WHAT IS ASKED:
[1] Reproduce the part of the reaction enthalpy text verbatim, starting with "For the reaction" and going on through "855] - [-280]$.".
[2] In the entries, rewrite the lines starting with the line with "Locate deer neck." and going on through the line with "246,272,316,380", swapping "coordinates" for "box values" and keeping everything else the same. Return only those lines.

TEXT EXCERPT:
----

For the reaction $C_2H_5OH_{(\ell)} + 3O_{2_{(g)}} \rightarrow 2CO_{2_{(g)}} + 3H_2O_{(\ell)}$,the expression is:
$\Delta_{r}H^{\circ} = [2 \times \Delta_{f}H^{\circ}(CO_2) + 3 \times \Delta_{f}H^{\circ}(H_2O)] - [\Delta_{f}H^{\circ}(C_2H_5OH) + 3 \times \Delta_{f}H^{\circ}(O_2)]$.
Since $\Delta_{f}H^{\circ}(O_2) = 0 \ kJ \ mol^{-1}$ (standard state of an element),we have:
$\Delta_{r}H^{\circ} = [2(-390) + 3(-285)] - [-280 + 3(0)]$.
$\Delta_{r}H^{\circ} = [-780 - 855] - [-280]$.
$\Delta_{r}H^{\circ} = -1635 + 280 = -1355 \ kJ \ mol^{-1}$.

----

DATA FOR THE TASK:
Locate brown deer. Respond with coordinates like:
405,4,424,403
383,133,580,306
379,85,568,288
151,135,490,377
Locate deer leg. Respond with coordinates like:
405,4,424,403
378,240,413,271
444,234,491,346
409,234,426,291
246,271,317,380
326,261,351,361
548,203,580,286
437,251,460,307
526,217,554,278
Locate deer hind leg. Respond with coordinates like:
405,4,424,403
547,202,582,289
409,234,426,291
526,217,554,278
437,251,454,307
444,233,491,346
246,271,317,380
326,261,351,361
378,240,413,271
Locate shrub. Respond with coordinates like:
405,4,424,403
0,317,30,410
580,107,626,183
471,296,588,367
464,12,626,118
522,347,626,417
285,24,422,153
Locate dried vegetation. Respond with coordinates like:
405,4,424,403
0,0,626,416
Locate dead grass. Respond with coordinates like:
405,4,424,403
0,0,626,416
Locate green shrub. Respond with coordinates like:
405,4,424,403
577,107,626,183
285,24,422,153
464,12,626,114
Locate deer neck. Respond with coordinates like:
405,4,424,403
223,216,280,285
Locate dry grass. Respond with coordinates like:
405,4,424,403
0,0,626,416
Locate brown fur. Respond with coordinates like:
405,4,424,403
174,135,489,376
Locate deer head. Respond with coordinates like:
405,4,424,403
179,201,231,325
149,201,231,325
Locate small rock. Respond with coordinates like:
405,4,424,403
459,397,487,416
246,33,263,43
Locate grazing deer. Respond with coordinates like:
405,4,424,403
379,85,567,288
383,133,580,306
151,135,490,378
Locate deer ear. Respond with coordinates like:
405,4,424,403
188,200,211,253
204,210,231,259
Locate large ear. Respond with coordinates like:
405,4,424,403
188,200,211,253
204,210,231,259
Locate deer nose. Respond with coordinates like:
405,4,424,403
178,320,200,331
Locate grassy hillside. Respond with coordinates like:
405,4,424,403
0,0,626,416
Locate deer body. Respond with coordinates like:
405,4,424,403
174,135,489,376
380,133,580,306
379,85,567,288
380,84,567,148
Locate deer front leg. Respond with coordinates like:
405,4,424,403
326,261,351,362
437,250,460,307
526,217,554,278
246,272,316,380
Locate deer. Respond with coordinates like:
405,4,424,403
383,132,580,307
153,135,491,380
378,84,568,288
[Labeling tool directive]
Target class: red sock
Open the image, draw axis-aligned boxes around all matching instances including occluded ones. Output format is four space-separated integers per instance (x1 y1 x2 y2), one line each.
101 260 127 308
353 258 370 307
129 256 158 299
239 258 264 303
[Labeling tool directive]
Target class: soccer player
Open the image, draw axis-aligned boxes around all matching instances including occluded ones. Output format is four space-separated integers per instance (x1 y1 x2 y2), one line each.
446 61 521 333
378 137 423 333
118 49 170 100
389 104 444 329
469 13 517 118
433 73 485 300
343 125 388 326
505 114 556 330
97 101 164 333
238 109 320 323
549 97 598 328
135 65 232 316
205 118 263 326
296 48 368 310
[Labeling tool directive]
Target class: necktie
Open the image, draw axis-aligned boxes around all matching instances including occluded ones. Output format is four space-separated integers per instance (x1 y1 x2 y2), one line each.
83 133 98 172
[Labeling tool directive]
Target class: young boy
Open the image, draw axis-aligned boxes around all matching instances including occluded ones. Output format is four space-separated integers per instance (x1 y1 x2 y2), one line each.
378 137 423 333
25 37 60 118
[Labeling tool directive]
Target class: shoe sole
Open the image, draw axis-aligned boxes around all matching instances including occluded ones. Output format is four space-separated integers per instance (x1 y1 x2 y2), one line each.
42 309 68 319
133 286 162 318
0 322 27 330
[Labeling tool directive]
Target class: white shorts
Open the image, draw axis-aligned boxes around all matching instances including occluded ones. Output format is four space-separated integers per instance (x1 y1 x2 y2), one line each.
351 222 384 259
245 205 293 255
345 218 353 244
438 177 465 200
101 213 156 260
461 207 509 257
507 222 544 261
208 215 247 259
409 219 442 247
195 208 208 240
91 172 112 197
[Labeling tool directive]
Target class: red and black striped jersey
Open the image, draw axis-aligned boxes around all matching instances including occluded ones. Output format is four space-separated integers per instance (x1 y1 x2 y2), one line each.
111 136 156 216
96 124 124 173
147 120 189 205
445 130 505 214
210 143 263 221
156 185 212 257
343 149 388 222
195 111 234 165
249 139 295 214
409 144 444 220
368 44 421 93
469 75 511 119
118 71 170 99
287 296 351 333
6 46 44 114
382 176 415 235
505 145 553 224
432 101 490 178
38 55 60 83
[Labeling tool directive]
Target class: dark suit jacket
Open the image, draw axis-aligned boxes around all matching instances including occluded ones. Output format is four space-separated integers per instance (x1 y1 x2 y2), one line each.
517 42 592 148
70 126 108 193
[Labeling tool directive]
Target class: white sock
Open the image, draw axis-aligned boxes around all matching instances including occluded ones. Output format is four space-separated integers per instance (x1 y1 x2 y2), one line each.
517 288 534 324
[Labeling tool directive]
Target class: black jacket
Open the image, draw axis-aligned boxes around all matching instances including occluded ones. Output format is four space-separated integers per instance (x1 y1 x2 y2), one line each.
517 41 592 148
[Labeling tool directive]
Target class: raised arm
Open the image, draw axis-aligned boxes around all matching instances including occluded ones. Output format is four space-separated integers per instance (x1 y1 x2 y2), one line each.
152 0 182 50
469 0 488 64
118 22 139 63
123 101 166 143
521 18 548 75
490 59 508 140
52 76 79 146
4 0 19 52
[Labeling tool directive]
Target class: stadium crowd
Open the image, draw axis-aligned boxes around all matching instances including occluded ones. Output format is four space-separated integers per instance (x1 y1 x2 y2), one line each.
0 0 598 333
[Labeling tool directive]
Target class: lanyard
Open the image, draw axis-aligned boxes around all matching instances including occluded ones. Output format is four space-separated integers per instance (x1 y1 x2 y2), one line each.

----

RESULTS FOR EACH TASK:
[1]
For the reaction $C_2H_5OH_{(\ell)} + 3O_{2_{(g)}} \rightarrow 2CO_{2_{(g)}} + 3H_2O_{(\ell)}$,the expression is:
$\Delta_{r}H^{\circ} = [2 \times \Delta_{f}H^{\circ}(CO_2) + 3 \times \Delta_{f}H^{\circ}(H_2O)] - [\Delta_{f}H^{\circ}(C_2H_5OH) + 3 \times \Delta_{f}H^{\circ}(O_2)]$.
Since $\Delta_{f}H^{\circ}(O_2) = 0 \ kJ \ mol^{-1}$ (standard state of an element),we have:
$\Delta_{r}H^{\circ} = [2(-390) + 3(-285)] - [-280 + 3(0)]$.
$\Delta_{r}H^{\circ} = [-780 - 855] - [-280]$.

[2]
Locate deer neck. Respond with box values like:
405,4,424,403
223,216,280,285
Locate dry grass. Respond with box values like:
405,4,424,403
0,0,626,416
Locate brown fur. Respond with box values like:
405,4,424,403
174,135,489,376
Locate deer head. Respond with box values like:
405,4,424,403
179,201,231,325
149,201,231,325
Locate small rock. Respond with box values like:
405,4,424,403
459,397,487,416
246,33,263,43
Locate grazing deer. Respond with box values like:
405,4,424,403
379,85,567,288
383,133,580,306
151,135,490,378
Locate deer ear. Respond with box values like:
405,4,424,403
188,200,211,253
204,210,231,259
Locate large ear. Respond with box values like:
405,4,424,403
188,200,211,253
204,210,231,259
Locate deer nose. Respond with box values like:
405,4,424,403
178,320,200,331
Locate grassy hillside. Respond with box values like:
405,4,424,403
0,0,626,416
Locate deer body. Respond with box values like:
405,4,424,403
174,135,489,376
380,133,580,306
379,85,567,288
380,84,567,148
Locate deer front leg. Respond with box values like:
405,4,424,403
326,261,351,362
437,250,460,307
526,217,554,278
246,272,316,380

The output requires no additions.